On the shores of the Arabian Sea, the little village sits, tucked at India’s side. To the north of the common well live the fishermen, to the south the weavers. Thatha* lived on the south side, on Weavers’ Street. Neither a fisherman nor a weaver, he technically didn’t belong.
He lived there though, for more than 40 years, until he died at the age of 82. Listening to the annoying, monotonous clackety clak of the looms, smelling the pungent odor of yarn marinating in starch turned sour. Why did he choose to live where he didn’t belong? An aspiration, that’s why. An aspiration to share his HOPE in Jesus with the fishermen and the weavers.
Thatha was a pastor. A very effective pastor: His churches thrived. The baptisms were many. But more than bringing in new members into his church, Thatha yearned to bring his neighbors to Jesus. And so he lived a hot, dusty, bumpety, hour-long bus ride away from the churches he pastored, away from the luxury of plumbing and electricity.
40 years and more, Thatha awakened every morning at five o’clock, opened his windows wide and sang. Totally out of tune, he would sing hymns of hope, of God’s love, of Jesus’ soon coming. And then he’d kneel by the open window and pray aloud for the drunken neighbor who mercilessly beat his beautiful wife the night before, for the money lender who charged an exorbitant interest rate to the young widow, for the young boy trying so hard to get through high school, for the fishermen who had a bad night at sea . . . . All day long, he would help, share, counsel. He chose to reflect Jesus and speak of hope to those not just in his village but also in the villages around and in-between. Thatha even built a chapel that shared a wall with his home– a wall and the same blue trim on the doors and windows. He held prayer meetings and vespers, Sabbath School and divine service. Always with the doors wide open. Sometimes he would have a visitor or two. Most often, there were none.
You’d think that in 40 years he would have established a solid congregation in his chapel. No! All he had to show for 40 years of exemplary Christian living was one baptism. That too, not in his village, but in another far away. All in vain? A life of disappointment and discouragement? On the contrary, his was a life of hope.

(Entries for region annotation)
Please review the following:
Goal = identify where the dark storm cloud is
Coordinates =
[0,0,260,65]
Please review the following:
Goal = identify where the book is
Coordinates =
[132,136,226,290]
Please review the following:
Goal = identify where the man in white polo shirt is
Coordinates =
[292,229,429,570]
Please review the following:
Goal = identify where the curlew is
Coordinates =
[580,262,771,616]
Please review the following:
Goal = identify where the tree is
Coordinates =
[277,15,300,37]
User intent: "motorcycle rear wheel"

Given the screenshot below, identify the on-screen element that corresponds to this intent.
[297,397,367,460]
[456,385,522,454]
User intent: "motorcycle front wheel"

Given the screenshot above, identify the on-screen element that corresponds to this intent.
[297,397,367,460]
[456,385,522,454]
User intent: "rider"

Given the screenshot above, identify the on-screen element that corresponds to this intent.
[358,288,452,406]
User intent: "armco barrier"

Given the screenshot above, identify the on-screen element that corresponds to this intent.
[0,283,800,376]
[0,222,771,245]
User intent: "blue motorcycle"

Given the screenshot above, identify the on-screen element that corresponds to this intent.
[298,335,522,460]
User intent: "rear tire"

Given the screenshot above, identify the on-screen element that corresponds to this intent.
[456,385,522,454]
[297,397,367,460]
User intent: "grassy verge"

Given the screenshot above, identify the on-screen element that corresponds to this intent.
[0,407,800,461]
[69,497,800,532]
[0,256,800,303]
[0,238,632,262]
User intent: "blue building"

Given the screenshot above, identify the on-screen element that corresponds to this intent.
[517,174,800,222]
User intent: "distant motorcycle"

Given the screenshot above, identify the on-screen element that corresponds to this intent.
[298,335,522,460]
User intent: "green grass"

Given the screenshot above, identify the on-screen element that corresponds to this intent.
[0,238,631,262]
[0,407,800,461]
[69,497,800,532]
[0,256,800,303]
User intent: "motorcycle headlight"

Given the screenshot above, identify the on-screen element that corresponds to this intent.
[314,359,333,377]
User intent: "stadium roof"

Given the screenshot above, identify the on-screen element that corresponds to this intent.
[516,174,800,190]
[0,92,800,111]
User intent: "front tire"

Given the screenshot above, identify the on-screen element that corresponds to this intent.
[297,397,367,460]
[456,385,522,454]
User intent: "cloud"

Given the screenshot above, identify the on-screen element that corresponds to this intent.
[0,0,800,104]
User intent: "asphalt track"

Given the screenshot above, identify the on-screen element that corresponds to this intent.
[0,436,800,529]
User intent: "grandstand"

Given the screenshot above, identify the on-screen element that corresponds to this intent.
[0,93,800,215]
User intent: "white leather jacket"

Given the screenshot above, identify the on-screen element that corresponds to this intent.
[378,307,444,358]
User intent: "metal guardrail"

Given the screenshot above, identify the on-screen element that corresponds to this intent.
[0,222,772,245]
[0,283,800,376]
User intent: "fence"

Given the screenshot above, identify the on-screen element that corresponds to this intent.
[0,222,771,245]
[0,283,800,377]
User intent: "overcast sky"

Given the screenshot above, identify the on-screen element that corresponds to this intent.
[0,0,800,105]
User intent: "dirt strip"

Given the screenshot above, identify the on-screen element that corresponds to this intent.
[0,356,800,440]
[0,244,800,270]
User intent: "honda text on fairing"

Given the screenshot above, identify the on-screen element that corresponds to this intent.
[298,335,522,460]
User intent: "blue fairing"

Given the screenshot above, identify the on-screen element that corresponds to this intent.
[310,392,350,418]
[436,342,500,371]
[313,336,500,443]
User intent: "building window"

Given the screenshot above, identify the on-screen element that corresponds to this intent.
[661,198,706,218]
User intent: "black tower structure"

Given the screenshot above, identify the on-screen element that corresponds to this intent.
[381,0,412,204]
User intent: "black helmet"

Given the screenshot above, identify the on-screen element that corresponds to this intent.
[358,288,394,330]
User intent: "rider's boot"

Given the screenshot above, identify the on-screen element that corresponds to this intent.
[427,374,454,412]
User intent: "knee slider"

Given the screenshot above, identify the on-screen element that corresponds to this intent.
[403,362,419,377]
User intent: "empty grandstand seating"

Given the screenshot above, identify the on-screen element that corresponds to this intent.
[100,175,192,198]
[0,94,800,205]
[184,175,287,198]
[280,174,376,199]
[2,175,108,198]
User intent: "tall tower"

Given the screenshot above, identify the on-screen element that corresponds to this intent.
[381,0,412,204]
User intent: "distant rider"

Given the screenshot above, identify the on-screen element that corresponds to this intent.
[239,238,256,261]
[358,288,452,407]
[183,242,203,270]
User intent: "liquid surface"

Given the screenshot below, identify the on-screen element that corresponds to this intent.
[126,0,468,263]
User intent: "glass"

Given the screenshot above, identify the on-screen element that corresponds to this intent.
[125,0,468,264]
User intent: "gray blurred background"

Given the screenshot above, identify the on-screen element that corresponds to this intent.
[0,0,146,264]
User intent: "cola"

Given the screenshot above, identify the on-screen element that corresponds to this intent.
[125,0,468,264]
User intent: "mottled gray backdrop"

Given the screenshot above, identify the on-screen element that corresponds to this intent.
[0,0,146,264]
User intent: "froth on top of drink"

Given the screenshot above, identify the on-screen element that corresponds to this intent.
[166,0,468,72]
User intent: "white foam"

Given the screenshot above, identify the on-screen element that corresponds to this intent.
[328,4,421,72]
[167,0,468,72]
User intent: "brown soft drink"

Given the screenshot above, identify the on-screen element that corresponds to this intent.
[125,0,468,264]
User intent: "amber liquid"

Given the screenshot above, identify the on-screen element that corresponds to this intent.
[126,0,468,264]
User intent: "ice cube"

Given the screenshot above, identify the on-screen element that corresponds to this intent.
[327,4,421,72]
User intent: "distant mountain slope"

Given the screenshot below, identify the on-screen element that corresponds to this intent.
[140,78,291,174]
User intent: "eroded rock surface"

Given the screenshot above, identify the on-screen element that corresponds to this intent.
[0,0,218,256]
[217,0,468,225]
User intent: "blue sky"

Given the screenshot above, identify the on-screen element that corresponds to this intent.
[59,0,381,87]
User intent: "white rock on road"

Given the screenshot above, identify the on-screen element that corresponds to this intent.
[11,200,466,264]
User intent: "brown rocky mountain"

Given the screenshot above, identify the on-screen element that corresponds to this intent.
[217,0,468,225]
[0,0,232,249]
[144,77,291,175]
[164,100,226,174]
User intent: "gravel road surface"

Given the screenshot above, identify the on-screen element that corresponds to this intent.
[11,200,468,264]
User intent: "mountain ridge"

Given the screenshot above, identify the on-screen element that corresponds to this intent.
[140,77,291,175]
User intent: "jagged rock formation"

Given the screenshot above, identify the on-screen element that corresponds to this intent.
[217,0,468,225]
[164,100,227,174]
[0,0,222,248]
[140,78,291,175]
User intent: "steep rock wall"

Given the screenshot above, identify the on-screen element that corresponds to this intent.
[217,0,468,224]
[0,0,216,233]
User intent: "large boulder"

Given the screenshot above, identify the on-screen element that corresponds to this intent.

> [EXERCISE DETAILS]
Can you reproduce the entire passage about Thatha word for word, from its first sentence to its last? The records have nothing to do with the passage about Thatha.

> [WORKED ANSWER]
On the shores of the Arabian Sea, the little village sits, tucked at India’s side. To the north of the common well live the fishermen, to the south the weavers. Thatha* lived on the south side, on Weavers’ Street. Neither a fisherman nor a weaver, he technically didn’t belong.
He lived there though, for more than 40 years, until he died at the age of 82. Listening to the annoying, monotonous clackety clak of the looms, smelling the pungent odor of yarn marinating in starch turned sour. Why did he choose to live where he didn’t belong? An aspiration, that’s why. An aspiration to share his HOPE in Jesus with the fishermen and the weavers.
Thatha was a pastor. A very effective pastor: His churches thrived. The baptisms were many. But more than bringing in new members into his church, Thatha yearned to bring his neighbors to Jesus. And so he lived a hot, dusty, bumpety, hour-long bus ride away from the churches he pastored, away from the luxury of plumbing and electricity.
40 years and more, Thatha awakened every morning at five o’clock, opened his windows wide and sang. Totally out of tune, he would sing hymns of hope, of God’s love, of Jesus’ soon coming. And then he’d kneel by the open window and pray aloud for the drunken neighbor who mercilessly beat his beautiful wife the night before, for the money lender who charged an exorbitant interest rate to the young widow, for the young boy trying so hard to get through high school, for the fishermen who had a bad night at sea . . . . All day long, he would help, share, counsel. He chose to reflect Jesus and speak of hope to those not just in his village but also in the villages around and in-between. Thatha even built a chapel that shared a wall with his home– a wall and the same blue trim on the doors and windows. He held prayer meetings and vespers, Sabbath School and divine service. Always with the doors wide open. Sometimes he would have a visitor or two. Most often, there were none.
You’d think that in 40 years he would have established a solid congregation in his chapel. No! All he had to show for 40 years of exemplary Christian living was one baptism. That too, not in his village, but in another far away. All in vain? A life of disappointment and discouragement? On the contrary, his was a life of hope.